Image point grounding data
•••••
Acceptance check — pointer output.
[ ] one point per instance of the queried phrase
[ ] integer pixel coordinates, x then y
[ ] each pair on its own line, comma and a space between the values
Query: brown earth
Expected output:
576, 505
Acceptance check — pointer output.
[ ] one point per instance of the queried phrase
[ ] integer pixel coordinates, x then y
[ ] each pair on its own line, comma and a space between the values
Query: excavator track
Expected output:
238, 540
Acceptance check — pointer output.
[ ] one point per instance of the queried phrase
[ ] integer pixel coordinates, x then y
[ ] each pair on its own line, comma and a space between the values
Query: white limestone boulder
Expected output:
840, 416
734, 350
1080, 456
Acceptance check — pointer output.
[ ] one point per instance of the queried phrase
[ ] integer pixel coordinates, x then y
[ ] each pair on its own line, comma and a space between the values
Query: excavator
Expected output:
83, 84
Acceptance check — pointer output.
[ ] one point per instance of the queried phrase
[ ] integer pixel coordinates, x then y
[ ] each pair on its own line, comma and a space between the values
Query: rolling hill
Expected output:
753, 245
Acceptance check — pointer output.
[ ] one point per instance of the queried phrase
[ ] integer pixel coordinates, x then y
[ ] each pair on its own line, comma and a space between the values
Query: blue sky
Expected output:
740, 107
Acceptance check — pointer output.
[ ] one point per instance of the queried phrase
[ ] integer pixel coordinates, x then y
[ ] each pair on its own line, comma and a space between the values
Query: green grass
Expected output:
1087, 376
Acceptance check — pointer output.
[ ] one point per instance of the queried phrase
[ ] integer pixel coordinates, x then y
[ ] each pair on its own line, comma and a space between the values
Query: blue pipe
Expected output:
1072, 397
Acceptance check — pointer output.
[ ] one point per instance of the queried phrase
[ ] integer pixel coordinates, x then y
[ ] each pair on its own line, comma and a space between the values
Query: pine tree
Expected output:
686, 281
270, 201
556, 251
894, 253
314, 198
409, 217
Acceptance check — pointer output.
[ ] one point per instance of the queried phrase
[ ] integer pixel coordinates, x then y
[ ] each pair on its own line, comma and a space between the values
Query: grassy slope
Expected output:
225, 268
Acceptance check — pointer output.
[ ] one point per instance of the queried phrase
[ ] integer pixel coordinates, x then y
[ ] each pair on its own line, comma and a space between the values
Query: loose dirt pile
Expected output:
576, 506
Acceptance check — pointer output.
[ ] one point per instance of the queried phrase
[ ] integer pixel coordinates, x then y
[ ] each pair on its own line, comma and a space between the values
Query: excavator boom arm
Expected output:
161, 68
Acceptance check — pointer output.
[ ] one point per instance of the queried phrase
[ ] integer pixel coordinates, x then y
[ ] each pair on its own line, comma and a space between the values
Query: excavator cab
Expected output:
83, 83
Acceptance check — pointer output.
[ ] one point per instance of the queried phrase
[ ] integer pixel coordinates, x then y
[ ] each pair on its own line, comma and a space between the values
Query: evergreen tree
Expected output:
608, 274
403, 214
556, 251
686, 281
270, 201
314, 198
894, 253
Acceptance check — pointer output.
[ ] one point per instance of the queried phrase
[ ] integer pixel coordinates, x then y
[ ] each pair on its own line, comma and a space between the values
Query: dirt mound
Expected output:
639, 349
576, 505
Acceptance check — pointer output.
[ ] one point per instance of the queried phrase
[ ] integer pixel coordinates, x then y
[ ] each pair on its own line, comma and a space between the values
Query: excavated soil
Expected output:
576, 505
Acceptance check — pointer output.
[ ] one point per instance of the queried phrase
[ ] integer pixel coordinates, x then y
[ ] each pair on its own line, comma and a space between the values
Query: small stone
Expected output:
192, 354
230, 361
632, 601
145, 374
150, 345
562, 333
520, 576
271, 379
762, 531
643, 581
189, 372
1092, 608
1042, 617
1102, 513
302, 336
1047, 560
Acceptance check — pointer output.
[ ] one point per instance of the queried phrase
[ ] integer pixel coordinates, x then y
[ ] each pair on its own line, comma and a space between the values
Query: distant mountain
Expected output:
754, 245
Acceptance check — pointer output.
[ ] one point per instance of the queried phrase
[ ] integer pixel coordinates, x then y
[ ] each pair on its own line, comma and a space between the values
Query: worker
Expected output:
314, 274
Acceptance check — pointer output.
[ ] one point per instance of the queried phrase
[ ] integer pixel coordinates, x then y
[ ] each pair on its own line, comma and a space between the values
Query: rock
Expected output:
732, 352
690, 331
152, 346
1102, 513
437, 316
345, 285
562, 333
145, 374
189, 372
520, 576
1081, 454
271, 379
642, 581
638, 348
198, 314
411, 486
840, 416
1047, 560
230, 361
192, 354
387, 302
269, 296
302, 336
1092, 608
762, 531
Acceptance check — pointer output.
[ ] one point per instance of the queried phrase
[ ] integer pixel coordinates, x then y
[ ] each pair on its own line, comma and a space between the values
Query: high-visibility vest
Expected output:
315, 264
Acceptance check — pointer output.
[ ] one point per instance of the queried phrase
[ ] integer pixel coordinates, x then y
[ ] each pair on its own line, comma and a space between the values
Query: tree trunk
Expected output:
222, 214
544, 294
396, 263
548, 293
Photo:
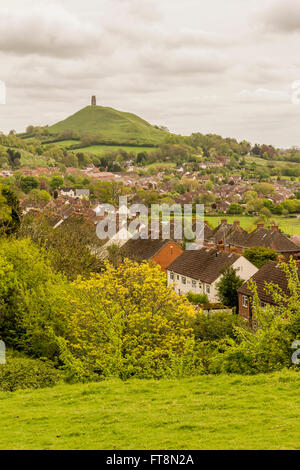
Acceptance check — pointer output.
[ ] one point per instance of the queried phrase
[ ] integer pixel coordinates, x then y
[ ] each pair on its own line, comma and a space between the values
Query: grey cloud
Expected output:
50, 31
282, 16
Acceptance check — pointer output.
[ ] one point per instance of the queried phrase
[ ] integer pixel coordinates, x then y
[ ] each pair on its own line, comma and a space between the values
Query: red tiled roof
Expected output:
205, 264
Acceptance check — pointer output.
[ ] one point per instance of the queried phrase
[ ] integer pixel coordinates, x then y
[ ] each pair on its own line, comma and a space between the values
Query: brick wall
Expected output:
243, 311
167, 255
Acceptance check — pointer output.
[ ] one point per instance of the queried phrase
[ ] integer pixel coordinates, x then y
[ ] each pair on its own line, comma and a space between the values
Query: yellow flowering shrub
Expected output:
127, 321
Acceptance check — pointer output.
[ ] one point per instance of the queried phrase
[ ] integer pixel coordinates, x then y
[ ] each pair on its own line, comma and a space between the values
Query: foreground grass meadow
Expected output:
206, 412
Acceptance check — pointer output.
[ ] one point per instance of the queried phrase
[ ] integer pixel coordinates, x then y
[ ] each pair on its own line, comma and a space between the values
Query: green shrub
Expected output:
23, 373
197, 299
216, 326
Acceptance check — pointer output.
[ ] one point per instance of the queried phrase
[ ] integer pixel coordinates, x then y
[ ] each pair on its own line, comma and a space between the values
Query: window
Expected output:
245, 301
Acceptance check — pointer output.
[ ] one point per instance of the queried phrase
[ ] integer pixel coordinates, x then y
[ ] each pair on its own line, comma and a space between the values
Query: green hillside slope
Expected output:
207, 412
112, 124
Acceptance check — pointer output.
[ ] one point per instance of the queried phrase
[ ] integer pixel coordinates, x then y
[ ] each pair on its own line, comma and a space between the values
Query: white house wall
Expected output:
245, 270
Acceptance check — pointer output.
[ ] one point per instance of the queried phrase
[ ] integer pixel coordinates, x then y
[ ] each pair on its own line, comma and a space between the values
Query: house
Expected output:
268, 238
82, 193
270, 272
69, 192
162, 252
199, 271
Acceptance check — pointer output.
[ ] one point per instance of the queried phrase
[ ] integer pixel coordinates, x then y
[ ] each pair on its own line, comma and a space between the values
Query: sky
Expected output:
225, 67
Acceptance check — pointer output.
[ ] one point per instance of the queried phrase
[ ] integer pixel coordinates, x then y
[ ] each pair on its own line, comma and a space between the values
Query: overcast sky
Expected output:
212, 66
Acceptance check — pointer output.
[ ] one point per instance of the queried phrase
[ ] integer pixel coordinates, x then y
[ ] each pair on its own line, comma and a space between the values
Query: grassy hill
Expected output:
112, 124
207, 412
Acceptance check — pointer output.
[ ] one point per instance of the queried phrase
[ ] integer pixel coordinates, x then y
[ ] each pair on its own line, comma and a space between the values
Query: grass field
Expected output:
288, 225
100, 149
207, 412
262, 162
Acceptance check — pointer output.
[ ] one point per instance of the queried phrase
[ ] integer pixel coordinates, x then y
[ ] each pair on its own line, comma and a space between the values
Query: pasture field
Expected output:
101, 149
288, 225
262, 162
205, 412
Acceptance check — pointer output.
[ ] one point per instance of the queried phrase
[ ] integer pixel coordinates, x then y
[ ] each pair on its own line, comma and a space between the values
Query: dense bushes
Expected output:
126, 322
21, 373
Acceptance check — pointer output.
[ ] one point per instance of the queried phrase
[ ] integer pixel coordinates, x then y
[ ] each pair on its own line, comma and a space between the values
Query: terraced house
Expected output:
271, 272
199, 271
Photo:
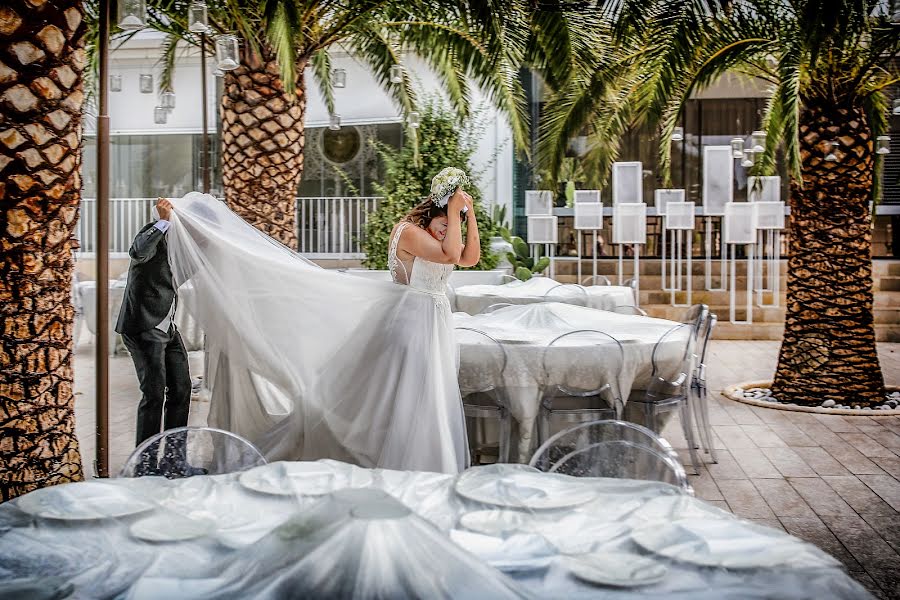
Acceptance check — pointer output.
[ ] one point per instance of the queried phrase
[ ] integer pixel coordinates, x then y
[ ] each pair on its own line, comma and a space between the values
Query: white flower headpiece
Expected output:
445, 183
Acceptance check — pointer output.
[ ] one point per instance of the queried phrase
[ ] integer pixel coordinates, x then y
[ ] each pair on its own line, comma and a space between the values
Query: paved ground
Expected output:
832, 480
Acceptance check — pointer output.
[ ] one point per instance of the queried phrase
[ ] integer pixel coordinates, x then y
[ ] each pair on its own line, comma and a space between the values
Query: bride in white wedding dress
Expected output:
310, 363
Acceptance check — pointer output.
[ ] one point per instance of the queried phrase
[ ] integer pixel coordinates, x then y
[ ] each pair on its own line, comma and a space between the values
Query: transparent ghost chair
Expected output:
668, 389
188, 451
580, 379
627, 309
616, 449
483, 393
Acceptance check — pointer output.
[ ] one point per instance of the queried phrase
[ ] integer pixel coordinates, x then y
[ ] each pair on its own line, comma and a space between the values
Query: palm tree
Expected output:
264, 102
41, 63
828, 64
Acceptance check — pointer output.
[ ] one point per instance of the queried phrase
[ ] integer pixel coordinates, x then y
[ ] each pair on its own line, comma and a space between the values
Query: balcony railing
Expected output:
331, 227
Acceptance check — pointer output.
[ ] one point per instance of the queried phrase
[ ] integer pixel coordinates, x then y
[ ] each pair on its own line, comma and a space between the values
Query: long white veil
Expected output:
307, 362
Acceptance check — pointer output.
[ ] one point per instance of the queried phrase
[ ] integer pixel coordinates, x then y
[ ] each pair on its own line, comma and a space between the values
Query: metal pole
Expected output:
101, 384
204, 159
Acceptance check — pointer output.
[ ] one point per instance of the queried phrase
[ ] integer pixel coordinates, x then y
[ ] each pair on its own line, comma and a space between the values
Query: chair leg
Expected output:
689, 435
543, 425
505, 436
704, 414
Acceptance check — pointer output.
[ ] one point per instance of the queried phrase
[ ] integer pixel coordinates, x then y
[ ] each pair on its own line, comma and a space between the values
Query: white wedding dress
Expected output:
310, 363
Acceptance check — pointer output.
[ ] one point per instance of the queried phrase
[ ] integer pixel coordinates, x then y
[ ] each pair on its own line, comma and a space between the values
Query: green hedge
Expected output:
441, 143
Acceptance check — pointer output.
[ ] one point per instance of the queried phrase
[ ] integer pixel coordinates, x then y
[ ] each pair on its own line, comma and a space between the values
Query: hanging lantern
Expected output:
132, 14
758, 141
227, 52
146, 83
396, 74
197, 19
339, 78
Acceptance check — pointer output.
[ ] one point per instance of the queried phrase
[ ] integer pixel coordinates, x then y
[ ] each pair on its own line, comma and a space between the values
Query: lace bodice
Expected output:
418, 274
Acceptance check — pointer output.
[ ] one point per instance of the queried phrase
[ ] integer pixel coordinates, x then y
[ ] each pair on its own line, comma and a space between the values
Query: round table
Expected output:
526, 331
375, 529
473, 299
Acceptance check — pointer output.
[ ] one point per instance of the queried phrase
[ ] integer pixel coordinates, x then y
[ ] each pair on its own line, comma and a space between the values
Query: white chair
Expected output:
573, 393
698, 387
188, 451
483, 394
611, 449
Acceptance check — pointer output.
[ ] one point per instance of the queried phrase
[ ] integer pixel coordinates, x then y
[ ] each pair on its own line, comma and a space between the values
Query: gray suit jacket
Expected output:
150, 290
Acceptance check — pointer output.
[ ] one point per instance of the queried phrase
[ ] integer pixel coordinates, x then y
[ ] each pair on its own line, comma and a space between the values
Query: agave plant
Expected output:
828, 65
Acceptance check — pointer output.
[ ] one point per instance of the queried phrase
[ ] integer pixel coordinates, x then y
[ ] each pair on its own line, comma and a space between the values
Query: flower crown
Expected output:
445, 183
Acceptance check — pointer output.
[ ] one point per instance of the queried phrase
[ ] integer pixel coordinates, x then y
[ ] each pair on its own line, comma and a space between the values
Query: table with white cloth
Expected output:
189, 329
473, 299
331, 530
526, 331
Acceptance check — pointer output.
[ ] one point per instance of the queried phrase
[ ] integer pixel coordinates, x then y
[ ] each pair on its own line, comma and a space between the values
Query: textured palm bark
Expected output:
262, 147
828, 351
41, 97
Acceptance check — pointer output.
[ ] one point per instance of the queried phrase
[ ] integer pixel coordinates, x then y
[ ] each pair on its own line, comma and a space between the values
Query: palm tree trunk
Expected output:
41, 63
262, 147
828, 352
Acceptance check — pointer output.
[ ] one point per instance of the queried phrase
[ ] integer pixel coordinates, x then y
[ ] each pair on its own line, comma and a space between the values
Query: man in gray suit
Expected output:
146, 322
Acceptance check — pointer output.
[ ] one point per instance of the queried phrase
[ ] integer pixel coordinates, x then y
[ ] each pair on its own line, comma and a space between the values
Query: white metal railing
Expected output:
333, 227
327, 227
126, 217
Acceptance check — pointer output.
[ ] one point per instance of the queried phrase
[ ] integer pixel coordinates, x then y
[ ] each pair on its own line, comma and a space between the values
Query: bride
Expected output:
311, 363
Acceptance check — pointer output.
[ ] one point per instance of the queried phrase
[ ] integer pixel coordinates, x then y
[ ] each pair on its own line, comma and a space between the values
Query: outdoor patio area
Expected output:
831, 480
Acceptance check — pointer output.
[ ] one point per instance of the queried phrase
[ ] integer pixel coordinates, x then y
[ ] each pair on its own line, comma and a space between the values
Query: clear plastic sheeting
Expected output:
308, 363
473, 299
332, 530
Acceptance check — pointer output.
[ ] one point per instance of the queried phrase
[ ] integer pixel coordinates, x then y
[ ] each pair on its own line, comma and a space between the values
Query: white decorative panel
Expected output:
588, 216
538, 203
628, 186
718, 179
768, 189
769, 215
680, 215
587, 196
739, 223
542, 230
664, 197
630, 223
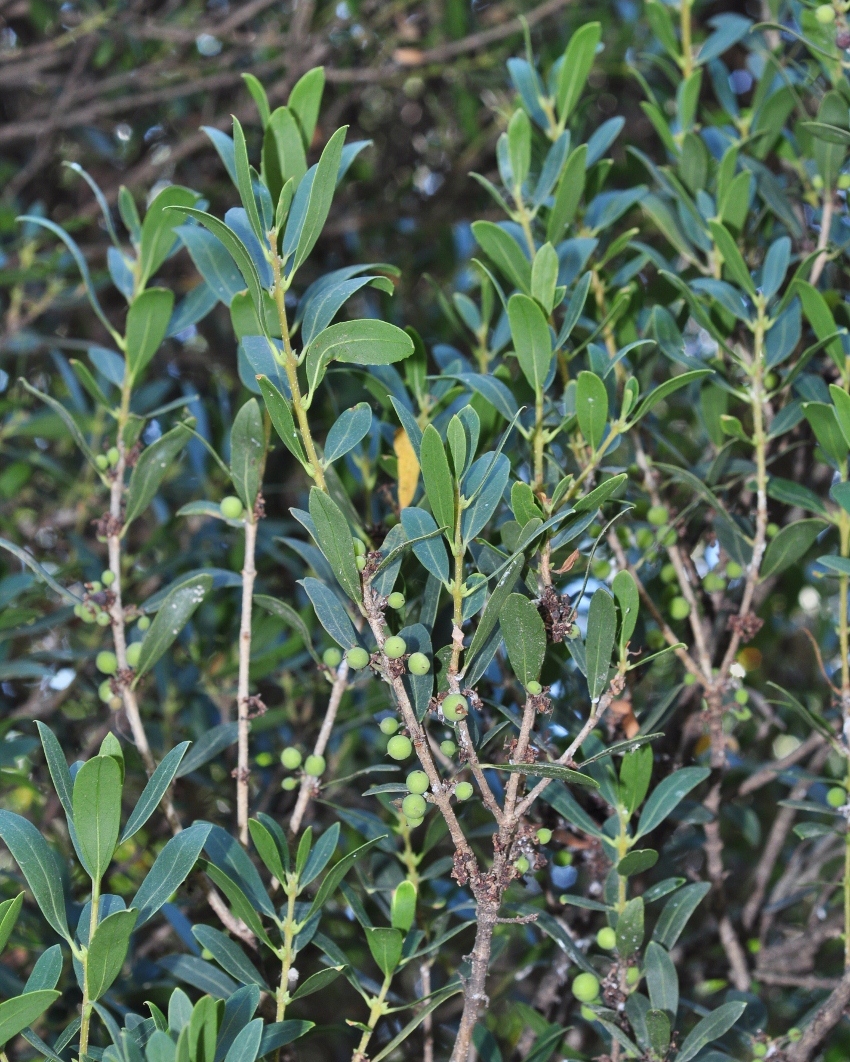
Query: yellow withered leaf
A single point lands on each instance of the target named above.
(408, 468)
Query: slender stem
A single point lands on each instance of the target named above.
(242, 695)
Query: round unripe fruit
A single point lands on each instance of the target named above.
(315, 766)
(106, 662)
(607, 939)
(585, 988)
(414, 806)
(455, 707)
(418, 782)
(290, 757)
(394, 647)
(400, 747)
(357, 658)
(333, 657)
(231, 508)
(419, 664)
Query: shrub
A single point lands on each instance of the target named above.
(575, 523)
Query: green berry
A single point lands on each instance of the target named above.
(585, 988)
(607, 939)
(357, 657)
(400, 747)
(315, 766)
(455, 707)
(418, 782)
(231, 508)
(106, 662)
(413, 805)
(419, 664)
(290, 757)
(394, 647)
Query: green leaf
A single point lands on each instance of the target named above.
(636, 862)
(577, 63)
(154, 790)
(147, 325)
(630, 927)
(666, 797)
(164, 215)
(525, 637)
(792, 543)
(505, 252)
(281, 415)
(97, 812)
(170, 870)
(248, 452)
(39, 866)
(17, 1013)
(591, 408)
(437, 476)
(107, 951)
(601, 631)
(546, 771)
(335, 540)
(151, 469)
(531, 340)
(173, 615)
(668, 388)
(386, 947)
(709, 1029)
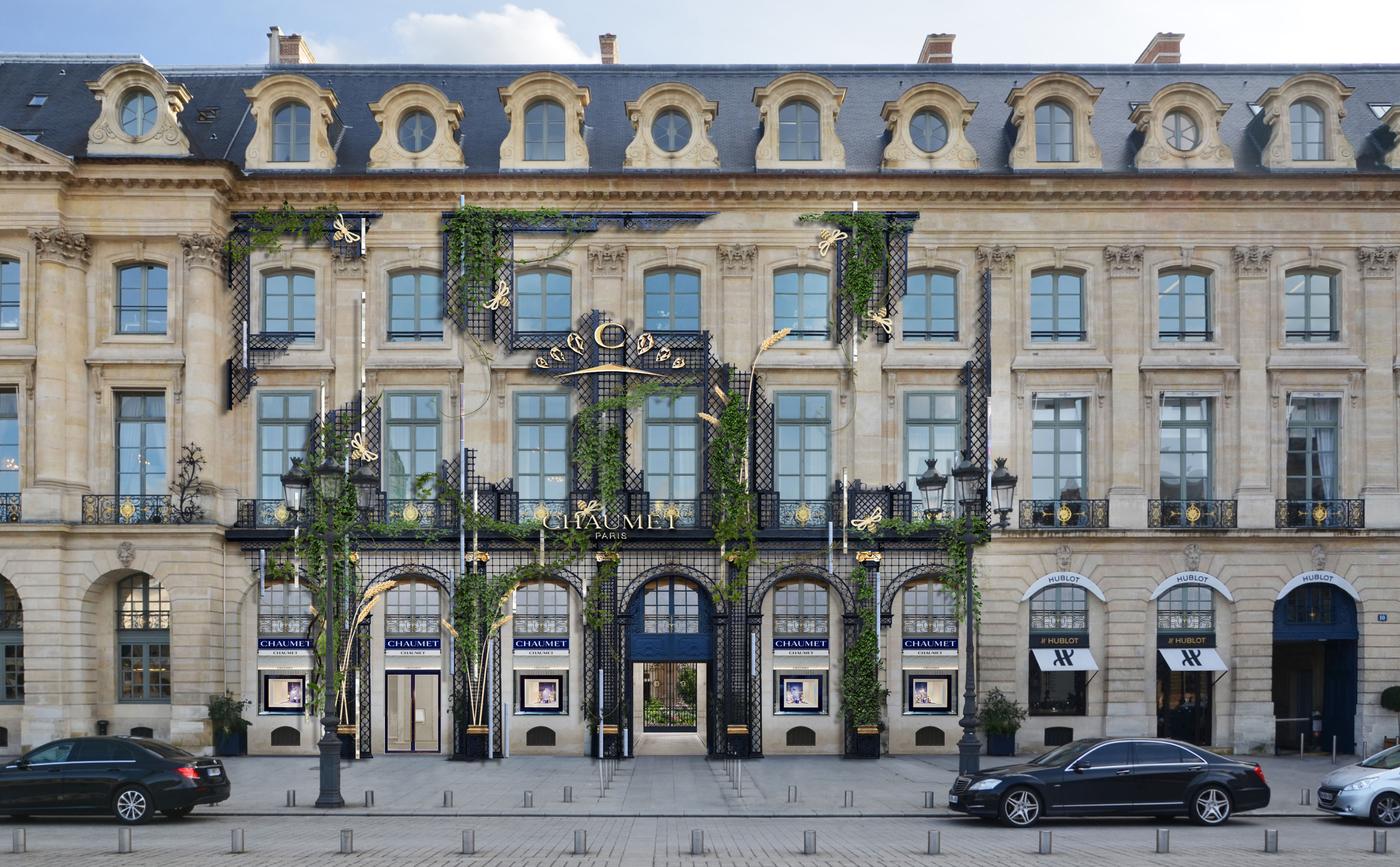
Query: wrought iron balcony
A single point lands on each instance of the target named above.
(1320, 514)
(1190, 514)
(1064, 514)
•••••
▶ Exercise:
Number of lines with the string "yellow" in the data above: report this figure and nothing more.

▶ Result for this task:
2